EXCERPT PROVIDED =>
* * * * * * * * *

Now, in case you are wondering what my interpretation of that lifestyle could possibly look like, I’ll start by telling you some of my thoughts on living life. I have strong tendencies towards moral relativism and pluralistic truth-finding, while my creative energy is highly self-referential and irreverent – this is likely why I gravitate towards satire. And satire is best represented in popular culture (in my humble opinion of course). Also, my humour is starkly dry, and I hate injustice of any kind, so satire lends itself well to those values. But on the other side of that coin, I am fiercely loyal to maintaining family traditions, believe in the importance of a cultivated education that never ends, and I will happily defend that etiquette, discipline, and spirituality have their place in properly developing a human being. Even more-so as I step off the singles ledge and into the deep-end of parenthood.

It might seem contradictory to have those combination of beliefs, but I think of it this way, we should carve out what doesn’t work, always holding onto the core pieces that give us structure.

Also, there is an old adage about sweeping your own front door before you sweep the entryways of others, which make perfect sense to me. It’s a universal truth about minding your own business, that we shouldn’t assume to know the first thing about someone. We live in a world today that is very quick to judge or pass judgment on others without looking at ourselves first. We are quick to judge people based on gender, sexual orientation, ethnicity, how they make an income, what their income level is, based on where they live and even based on their past life experiences.

But life is way too involving to waste time and energy on what other people are working through. I really can’t see how you would ever run out of things to do to improve yourself, which is likely why I happen to think of houses as marvellous objects and excellent metaphors for change.

* * * * * * * * *

WHAT IS EXPECTED => Edit the passage on personal beliefs: rewrite everything from "But life is" down to "metaphors for change.", changing "houses" to "buildings".

PROVIDED INFORMATION =>
* * * * * * * * *

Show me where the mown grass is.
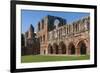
[21,55,90,63]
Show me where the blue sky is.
[21,10,90,32]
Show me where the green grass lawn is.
[21,55,90,63]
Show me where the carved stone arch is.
[68,42,76,55]
[59,41,66,54]
[48,44,53,54]
[77,40,88,55]
[52,43,59,54]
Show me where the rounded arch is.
[68,43,75,55]
[77,40,87,55]
[59,41,66,54]
[48,44,53,54]
[53,43,59,54]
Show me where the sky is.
[21,10,90,33]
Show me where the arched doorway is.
[68,43,75,55]
[53,43,59,54]
[48,44,53,54]
[59,41,66,54]
[78,41,87,55]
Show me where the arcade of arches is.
[48,41,87,55]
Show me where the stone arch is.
[77,40,87,55]
[59,41,66,54]
[53,43,59,54]
[48,44,53,54]
[68,43,75,55]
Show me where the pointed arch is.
[59,41,66,54]
[68,43,75,55]
[53,43,59,54]
[77,40,87,55]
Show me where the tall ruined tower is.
[37,15,66,54]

* * * * * * * * *

ANSWER SPACE =>
But life is way too involving to waste time and energy on what other people are working through. I really can’t see how you would ever run out of things to do to improve yourself, which is likely why I happen to think of buildings as marvellous objects and excellent metaphors for change.